CHALLENGE:
Convert the material below into a two-column CSV with the header row request,points, giving one row per request with its text in the first column and its answer in the second. Put each field in double quotes, replace line breaks inside a field with spaces, and leave the pictures out.

--- START OF RECORD LIST ---

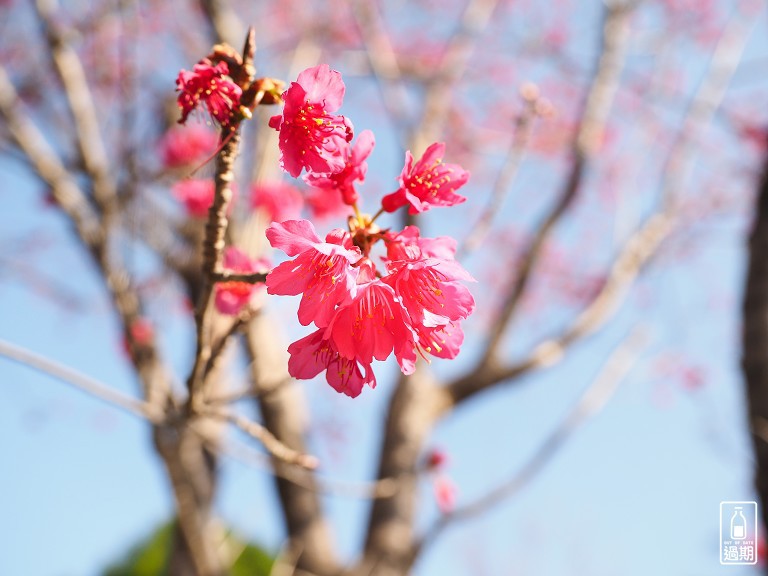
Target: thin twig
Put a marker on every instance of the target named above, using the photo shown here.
(593, 399)
(81, 104)
(247, 455)
(645, 242)
(90, 386)
(249, 278)
(70, 197)
(276, 448)
(595, 114)
(503, 183)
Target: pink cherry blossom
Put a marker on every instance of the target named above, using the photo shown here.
(426, 278)
(313, 354)
(427, 183)
(279, 200)
(195, 195)
(209, 85)
(181, 147)
(322, 272)
(374, 325)
(445, 493)
(355, 167)
(310, 136)
(231, 297)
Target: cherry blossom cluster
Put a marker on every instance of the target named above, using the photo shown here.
(412, 302)
(408, 300)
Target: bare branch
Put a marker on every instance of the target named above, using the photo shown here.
(74, 203)
(504, 179)
(257, 431)
(635, 254)
(90, 386)
(596, 108)
(72, 76)
(642, 245)
(213, 249)
(225, 24)
(383, 61)
(250, 278)
(592, 400)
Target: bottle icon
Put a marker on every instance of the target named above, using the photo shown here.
(738, 525)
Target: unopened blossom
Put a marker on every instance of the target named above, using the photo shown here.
(278, 200)
(231, 297)
(314, 354)
(445, 493)
(311, 136)
(211, 87)
(355, 167)
(196, 196)
(436, 458)
(192, 144)
(322, 272)
(427, 183)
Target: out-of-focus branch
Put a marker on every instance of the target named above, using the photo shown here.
(225, 24)
(282, 409)
(589, 136)
(635, 254)
(506, 175)
(49, 167)
(250, 278)
(413, 410)
(71, 74)
(69, 196)
(591, 402)
(213, 249)
(644, 243)
(255, 430)
(89, 385)
(383, 61)
(437, 100)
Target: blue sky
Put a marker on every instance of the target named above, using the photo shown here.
(634, 491)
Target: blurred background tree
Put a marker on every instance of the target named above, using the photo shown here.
(614, 149)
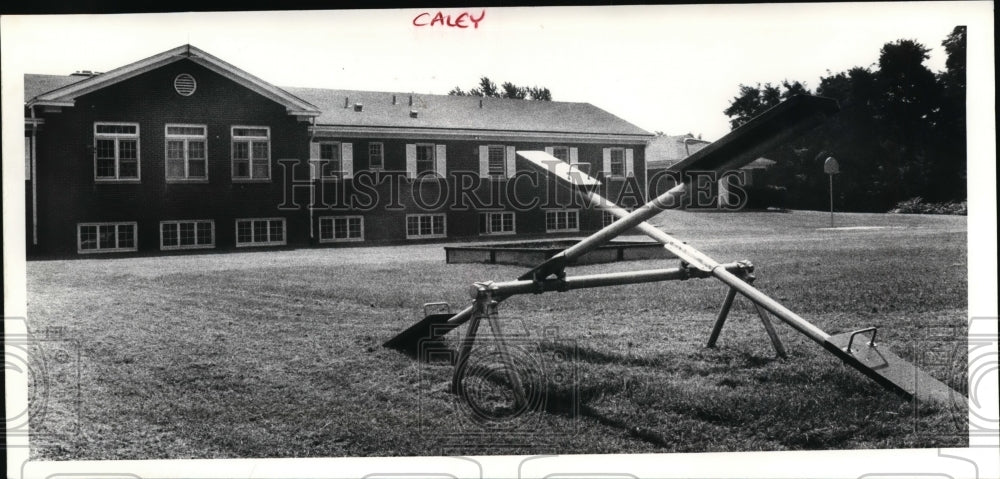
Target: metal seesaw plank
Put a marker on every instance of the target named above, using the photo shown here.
(893, 372)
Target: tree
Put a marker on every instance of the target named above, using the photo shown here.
(489, 89)
(900, 132)
(754, 100)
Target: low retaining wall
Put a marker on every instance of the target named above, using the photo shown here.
(531, 253)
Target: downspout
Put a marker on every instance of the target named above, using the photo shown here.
(312, 181)
(34, 179)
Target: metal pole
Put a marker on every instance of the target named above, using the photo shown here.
(831, 200)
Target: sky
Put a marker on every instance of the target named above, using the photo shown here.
(664, 68)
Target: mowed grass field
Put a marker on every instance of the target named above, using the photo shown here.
(278, 353)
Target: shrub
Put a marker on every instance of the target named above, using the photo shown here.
(918, 206)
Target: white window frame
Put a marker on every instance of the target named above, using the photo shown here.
(168, 137)
(116, 249)
(567, 212)
(381, 156)
(179, 246)
(233, 139)
(425, 174)
(324, 162)
(333, 226)
(117, 137)
(611, 163)
(489, 223)
(269, 242)
(503, 162)
(607, 218)
(560, 147)
(419, 235)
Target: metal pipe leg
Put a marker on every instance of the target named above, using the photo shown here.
(721, 319)
(771, 333)
(466, 349)
(512, 374)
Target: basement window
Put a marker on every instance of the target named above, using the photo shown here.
(194, 234)
(106, 237)
(496, 223)
(425, 226)
(260, 232)
(562, 220)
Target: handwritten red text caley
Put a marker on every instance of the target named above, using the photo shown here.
(462, 20)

--- END OF RECORD LIST ---

COMPLETE OUTPUT:
request,points
"Target: thin twig Put a marker on every instance of the target named above, using the photo shown here.","(593, 399) (81, 104) (247, 455) (645, 242) (90, 386) (249, 278) (70, 197) (276, 448) (595, 114) (503, 183)"
"Target: pink cherry blossom Put a marker on every instance of the target named above, using the photo shown here.","(426, 278) (313, 354) (427, 183) (279, 200) (195, 195) (209, 85) (181, 147) (322, 272) (374, 325) (445, 493) (355, 167) (310, 136) (231, 297)"
"Target: cherry blossom cluster Put a marker on every instance of the target named above, using the photo shown here.","(412, 302) (408, 300)"
"Target: bare branch Put a marker on every instance of the target named above, using the photo shown here.","(74, 203) (504, 179) (257, 431) (635, 254) (90, 386) (596, 108) (72, 76) (642, 245) (213, 249) (225, 24) (383, 61) (250, 278) (592, 400)"
"Target: bottle icon Put a marker on every instance of the target named above, using the photo shown here.","(738, 525)"
"Target: unopened blossom Put a marker on every instance of the target named above, using the photo shown here.","(278, 200) (231, 297) (314, 354) (445, 493) (311, 136) (211, 87) (355, 167) (196, 196) (436, 458) (192, 144) (322, 272) (427, 183)"
"Target: out-of-focus branch Put a marker on every instance of the target named above, using the photo shown here.","(225, 24) (282, 409) (589, 136) (635, 254) (506, 175) (49, 167) (250, 278) (413, 410) (71, 74) (69, 196) (591, 402) (213, 249) (644, 243) (255, 430) (89, 385) (383, 61) (437, 100)"
"Target: blue sky Put a marker on every instance of the target named above, using the photo shown here.","(634, 491)"
"Target: blurred background tree Put a marker on every instance of the target named above, using the photo shown here.","(614, 149)"
"Target: metal seesaw plank Put a marker on every instance of the target named above, using the photo shown here.","(893, 372)"
"Target: tree Put a marker on every instance of the target named above, using the photo shown here.","(489, 89) (900, 132) (754, 100)"
"Target: low retaining wall Put a marker on every instance of the target named above, using the photo shown here.","(531, 253)"
"Target: downspout Put a marker on every instance of the target named above, using the photo shown here.","(312, 181) (34, 179)"
"Target: metal pole Put a marker on every instance of the target named above, using the photo shown here.","(831, 200)"
"Target: sky Put a marker on every instance of the target named above, using the photo shown here.","(664, 68)"
"Target: mowed grass field Put a marker on every instance of the target named above, using the photo shown here.","(278, 353)"
"Target: shrub Put a marker on every instance of the target named above, using the photo shown here.","(918, 206)"
"Target: white window frame Put a marker on every instance of the target named above, using the photo shown here.","(168, 137) (116, 249) (567, 212) (381, 156) (179, 246) (233, 139) (425, 174) (324, 162) (333, 226) (117, 137) (611, 163) (489, 223) (269, 242) (503, 162) (607, 218) (560, 147) (419, 235)"
"Target: metal pipe leg Put a marker on every instance of the target named above, using the photo shown here.","(721, 319) (771, 333) (466, 349) (512, 374)"
"Target: basement window Put a marker on every instance of the target named above, using the photo shown here.","(194, 234) (106, 237) (496, 223) (425, 226) (260, 232) (562, 220)"
"Target: handwritten red text caley Put a marker on every instance of the target named above, using the photo shown here.","(462, 20)"